TASK OBJECTIVE » Only one span of the listing below is wanted: the lines from the one with "Phrase: man in black jacket" through the one with "Please pin the concrete curb", reproduced exactly, both ends kept.
#####
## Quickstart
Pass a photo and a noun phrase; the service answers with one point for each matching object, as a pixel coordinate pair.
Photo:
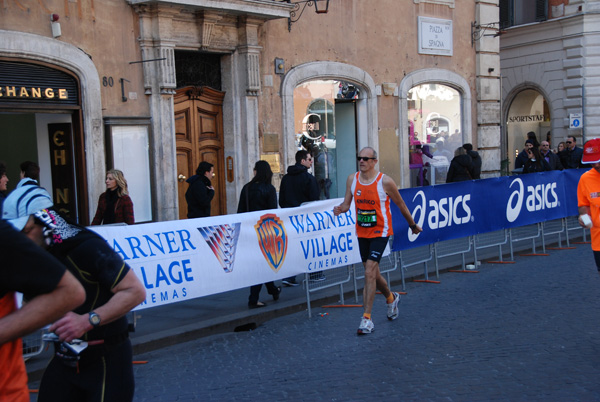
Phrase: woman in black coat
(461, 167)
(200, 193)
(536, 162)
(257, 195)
#####
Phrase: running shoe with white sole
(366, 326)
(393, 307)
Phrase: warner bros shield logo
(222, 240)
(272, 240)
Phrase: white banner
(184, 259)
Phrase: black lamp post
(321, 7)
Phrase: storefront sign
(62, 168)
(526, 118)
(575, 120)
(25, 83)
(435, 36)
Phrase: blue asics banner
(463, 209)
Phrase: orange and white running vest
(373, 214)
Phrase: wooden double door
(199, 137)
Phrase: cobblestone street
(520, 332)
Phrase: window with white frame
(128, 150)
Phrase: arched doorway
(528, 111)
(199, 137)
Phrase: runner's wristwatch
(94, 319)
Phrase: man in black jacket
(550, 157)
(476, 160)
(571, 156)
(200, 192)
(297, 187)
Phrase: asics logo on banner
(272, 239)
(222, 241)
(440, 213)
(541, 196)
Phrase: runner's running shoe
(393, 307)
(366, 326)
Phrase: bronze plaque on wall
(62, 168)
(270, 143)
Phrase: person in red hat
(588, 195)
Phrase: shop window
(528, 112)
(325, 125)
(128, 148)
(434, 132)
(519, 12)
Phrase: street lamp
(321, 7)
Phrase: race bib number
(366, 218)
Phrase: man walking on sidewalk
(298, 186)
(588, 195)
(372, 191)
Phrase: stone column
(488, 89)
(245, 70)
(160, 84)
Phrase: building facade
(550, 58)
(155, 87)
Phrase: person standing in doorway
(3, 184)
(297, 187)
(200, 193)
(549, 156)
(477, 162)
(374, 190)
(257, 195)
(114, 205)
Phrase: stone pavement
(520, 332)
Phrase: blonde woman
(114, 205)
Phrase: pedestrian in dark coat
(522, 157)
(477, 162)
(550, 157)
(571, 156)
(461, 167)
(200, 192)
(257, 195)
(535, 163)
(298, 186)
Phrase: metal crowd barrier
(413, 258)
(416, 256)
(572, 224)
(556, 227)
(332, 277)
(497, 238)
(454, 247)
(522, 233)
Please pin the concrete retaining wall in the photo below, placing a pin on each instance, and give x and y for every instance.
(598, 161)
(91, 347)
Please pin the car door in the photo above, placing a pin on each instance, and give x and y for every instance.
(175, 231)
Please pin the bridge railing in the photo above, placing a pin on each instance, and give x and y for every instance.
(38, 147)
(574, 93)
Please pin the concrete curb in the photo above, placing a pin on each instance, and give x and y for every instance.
#####
ANSWER FOR THE TASK »
Phrase: man in black jacket
(550, 157)
(476, 160)
(571, 156)
(200, 192)
(297, 187)
Phrase: asics logo on banner
(272, 239)
(222, 241)
(440, 213)
(541, 196)
Phrase: runner's running shoe
(393, 307)
(366, 326)
Phrase: bronze plaque on wall
(62, 168)
(270, 143)
Phrase: person in red hat
(588, 195)
Phrase: shop window
(528, 112)
(325, 125)
(128, 148)
(434, 132)
(519, 12)
Phrase: street lamp
(321, 7)
Phrase: race bib number
(366, 218)
Phrase: man walking on sidewalk
(298, 186)
(588, 195)
(372, 191)
Phrase: stone column
(488, 89)
(245, 70)
(160, 84)
Phrase: building facade
(550, 58)
(155, 87)
Phrase: person standing in doorway
(3, 184)
(297, 187)
(200, 193)
(549, 156)
(477, 162)
(374, 190)
(257, 195)
(114, 205)
Phrase: stone pavement
(520, 332)
Phrase: blonde woman
(114, 205)
Phrase: pedestrian in dark coat
(522, 157)
(477, 162)
(550, 157)
(571, 156)
(461, 167)
(200, 192)
(257, 195)
(535, 163)
(298, 186)
Phrase: metal crowd barrier
(413, 258)
(416, 256)
(572, 224)
(556, 227)
(332, 277)
(497, 238)
(454, 247)
(522, 233)
Please pin the concrete retaining wall in the photo below, placing a pin on each instance, and give x and y for every instance.
(598, 161)
(91, 347)
Please pin the car door in the photo above, placing a pin on each instance, and give x and y for every instance.
(175, 231)
Please pin the bridge railing in the photo above, placing a pin on each instance, and give x and y for every instance.
(38, 147)
(574, 93)
Please pin the concrete curb in the photo above, placing a pin on each instance, and give x and y for every instance.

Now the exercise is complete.